═════ Dataset extract

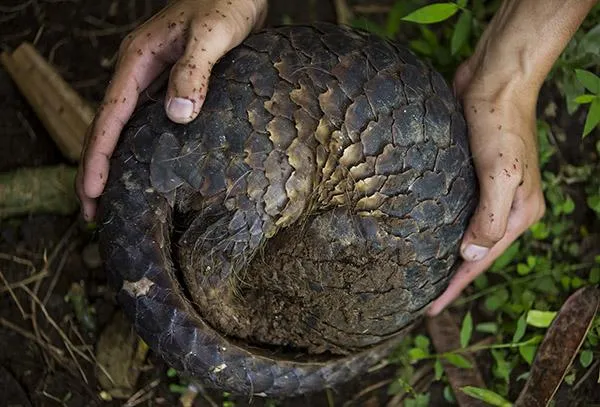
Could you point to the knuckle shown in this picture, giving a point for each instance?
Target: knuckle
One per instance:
(129, 44)
(489, 230)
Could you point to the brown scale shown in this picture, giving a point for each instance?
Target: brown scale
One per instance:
(318, 201)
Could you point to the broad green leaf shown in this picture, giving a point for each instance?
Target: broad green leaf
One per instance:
(421, 341)
(486, 395)
(586, 357)
(458, 360)
(583, 99)
(593, 117)
(589, 80)
(521, 327)
(487, 327)
(523, 269)
(528, 352)
(462, 31)
(507, 257)
(540, 230)
(540, 319)
(466, 330)
(434, 13)
(497, 299)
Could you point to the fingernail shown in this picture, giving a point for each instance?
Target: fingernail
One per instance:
(180, 109)
(474, 252)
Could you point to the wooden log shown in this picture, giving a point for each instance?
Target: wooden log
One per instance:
(61, 109)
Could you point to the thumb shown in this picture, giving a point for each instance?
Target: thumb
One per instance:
(488, 223)
(188, 81)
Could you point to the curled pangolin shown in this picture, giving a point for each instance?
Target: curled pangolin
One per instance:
(284, 240)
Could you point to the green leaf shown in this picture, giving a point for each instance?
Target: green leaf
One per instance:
(486, 395)
(434, 13)
(594, 203)
(593, 117)
(394, 19)
(497, 299)
(539, 230)
(438, 369)
(466, 330)
(458, 360)
(422, 342)
(462, 31)
(586, 357)
(528, 352)
(416, 354)
(502, 368)
(523, 269)
(589, 80)
(487, 327)
(568, 206)
(540, 319)
(507, 257)
(583, 99)
(594, 277)
(177, 388)
(448, 395)
(521, 327)
(421, 47)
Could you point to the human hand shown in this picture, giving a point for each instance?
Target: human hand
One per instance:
(192, 35)
(503, 141)
(498, 87)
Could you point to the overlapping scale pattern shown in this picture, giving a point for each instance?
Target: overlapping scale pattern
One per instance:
(315, 206)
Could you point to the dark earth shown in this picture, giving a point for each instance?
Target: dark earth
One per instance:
(81, 37)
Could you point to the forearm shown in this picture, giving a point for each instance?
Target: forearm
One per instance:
(523, 41)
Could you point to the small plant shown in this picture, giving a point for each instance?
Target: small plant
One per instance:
(517, 299)
(591, 83)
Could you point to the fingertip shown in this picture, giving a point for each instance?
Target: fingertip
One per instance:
(88, 209)
(95, 174)
(473, 252)
(180, 110)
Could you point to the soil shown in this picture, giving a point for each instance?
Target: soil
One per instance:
(81, 37)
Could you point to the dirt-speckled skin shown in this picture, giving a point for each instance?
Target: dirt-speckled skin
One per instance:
(336, 164)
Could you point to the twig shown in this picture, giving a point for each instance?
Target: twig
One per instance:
(31, 279)
(586, 375)
(142, 394)
(26, 334)
(343, 12)
(72, 349)
(14, 297)
(58, 271)
(367, 390)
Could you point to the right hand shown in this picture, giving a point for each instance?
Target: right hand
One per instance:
(192, 35)
(503, 141)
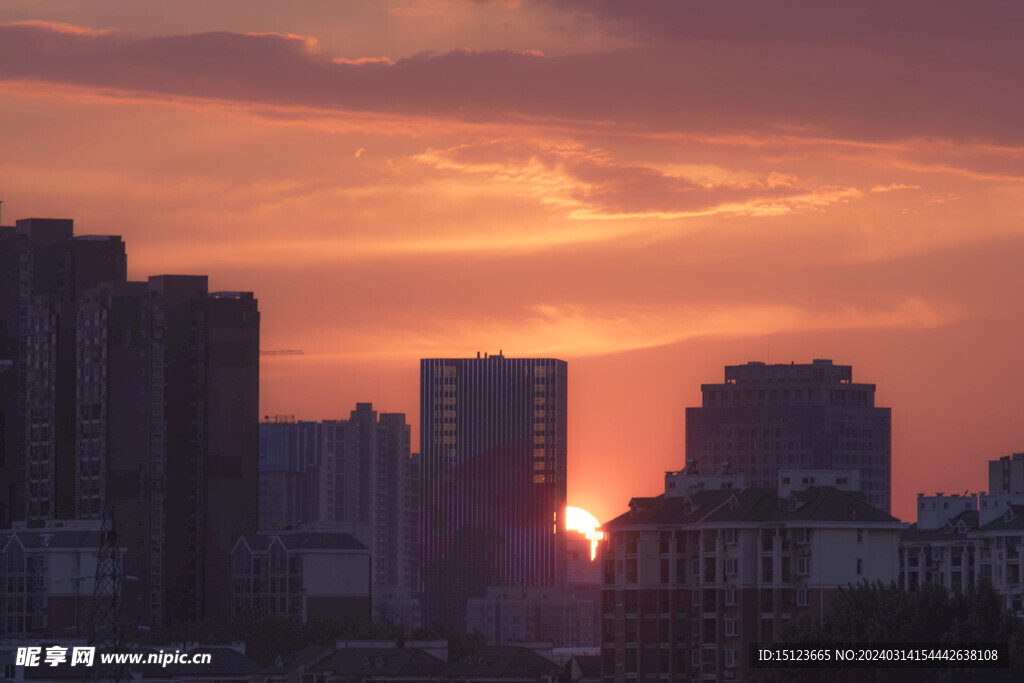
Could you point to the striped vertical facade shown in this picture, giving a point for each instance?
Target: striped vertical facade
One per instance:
(493, 486)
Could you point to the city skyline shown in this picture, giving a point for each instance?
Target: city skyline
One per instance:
(649, 191)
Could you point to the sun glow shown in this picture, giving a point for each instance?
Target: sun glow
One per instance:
(578, 519)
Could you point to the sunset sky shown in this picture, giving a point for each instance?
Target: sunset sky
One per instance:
(647, 189)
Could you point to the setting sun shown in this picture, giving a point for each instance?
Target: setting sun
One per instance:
(578, 519)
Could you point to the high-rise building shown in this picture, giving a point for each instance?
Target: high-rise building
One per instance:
(493, 478)
(138, 396)
(205, 441)
(764, 418)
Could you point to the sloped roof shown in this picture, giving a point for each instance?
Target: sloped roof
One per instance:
(672, 510)
(367, 662)
(757, 505)
(304, 541)
(290, 663)
(510, 663)
(590, 666)
(1000, 523)
(60, 538)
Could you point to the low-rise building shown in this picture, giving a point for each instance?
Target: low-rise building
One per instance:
(692, 578)
(960, 540)
(301, 573)
(47, 574)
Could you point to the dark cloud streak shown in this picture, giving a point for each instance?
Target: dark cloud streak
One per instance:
(878, 88)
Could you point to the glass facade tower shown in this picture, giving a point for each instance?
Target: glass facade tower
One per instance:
(493, 486)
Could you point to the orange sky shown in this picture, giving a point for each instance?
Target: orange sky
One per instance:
(648, 189)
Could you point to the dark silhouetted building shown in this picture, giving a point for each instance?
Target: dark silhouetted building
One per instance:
(141, 396)
(205, 444)
(692, 579)
(764, 418)
(354, 475)
(493, 478)
(54, 268)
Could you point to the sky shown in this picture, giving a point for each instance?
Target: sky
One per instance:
(648, 189)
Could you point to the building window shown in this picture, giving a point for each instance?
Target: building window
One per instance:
(730, 628)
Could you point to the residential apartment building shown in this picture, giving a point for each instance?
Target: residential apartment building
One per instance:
(47, 578)
(301, 574)
(962, 539)
(137, 396)
(507, 615)
(811, 416)
(692, 578)
(354, 475)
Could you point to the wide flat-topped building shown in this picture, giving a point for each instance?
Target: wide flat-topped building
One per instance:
(811, 416)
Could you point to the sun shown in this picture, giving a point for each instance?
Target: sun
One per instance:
(578, 519)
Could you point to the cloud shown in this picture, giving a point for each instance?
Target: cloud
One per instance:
(590, 183)
(542, 330)
(866, 85)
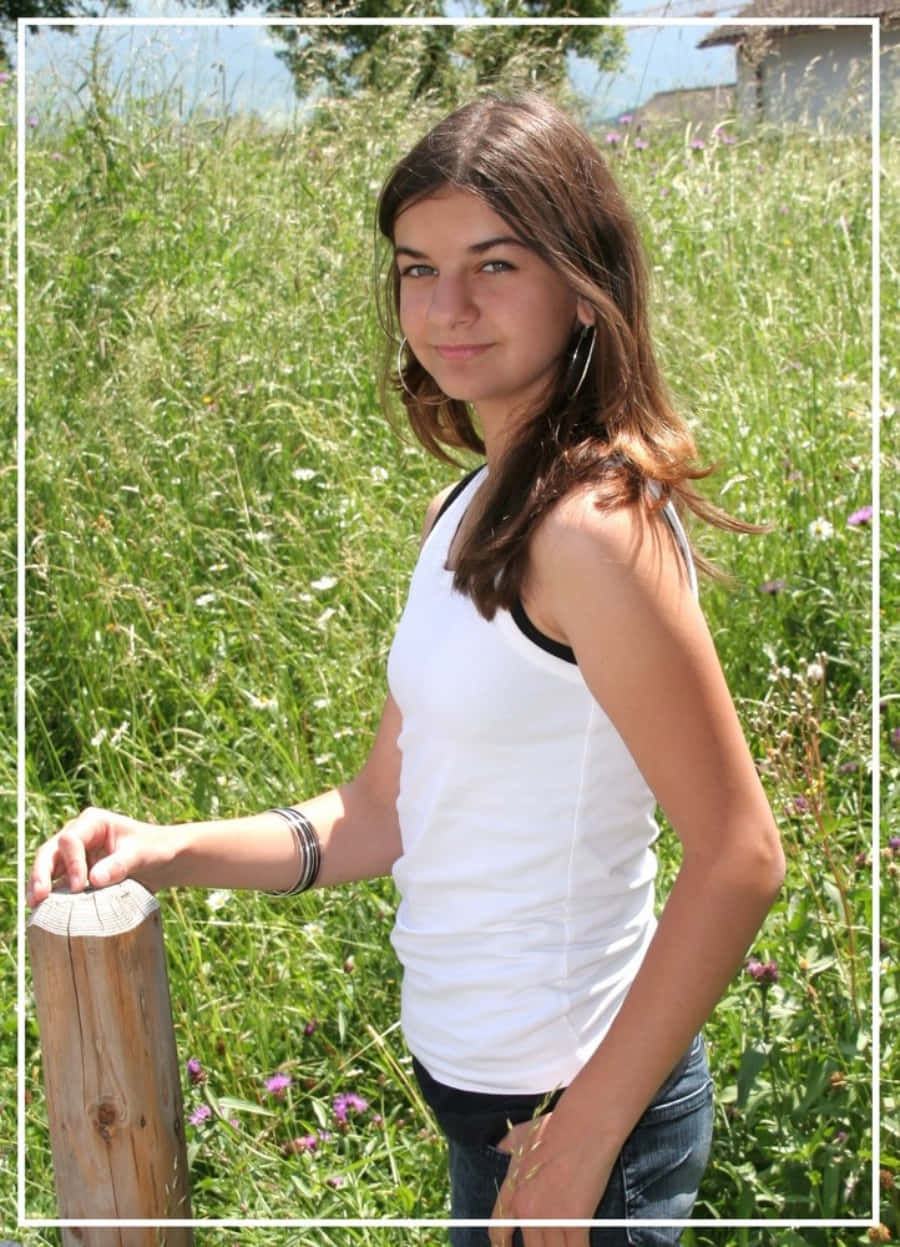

══════════

(Direction):
Reproduce word for word every line of the records from the one containing "Could you point to the dark silhouetted" through the end, including both of those lines. Leave the pictures out.

(Response for this exercise):
Could you point to the dark silhouetted building shown in this picture, giving a point for each instance?
Target: dark silhouetted building
One per instance:
(141, 396)
(205, 444)
(692, 579)
(764, 418)
(354, 475)
(493, 478)
(54, 268)
Could you point to the sky shown in this picture, giving a point for each instance?
Target: sky
One per instance:
(648, 189)
Could you point to the building window shown in this picture, giving a point for each instance?
Target: building window
One per instance:
(730, 628)
Could you point to the residential apartment building shown in this picture, giving a point for each instance?
Target: residential apartment building
One per instance:
(47, 578)
(301, 574)
(962, 539)
(137, 396)
(507, 615)
(811, 416)
(692, 578)
(354, 475)
Could you point to the wide flat-topped building shown in this picture, giving a point for each instance?
Target: wide flat-topped building
One per instance:
(811, 416)
Could you point to the sun shown in this picture, giving a point for each instance?
Target: sun
One per instance:
(578, 519)
Could you point to the cloud shown in this picture, giving a point for each instance?
Target: cloud
One per instance:
(590, 183)
(542, 330)
(866, 85)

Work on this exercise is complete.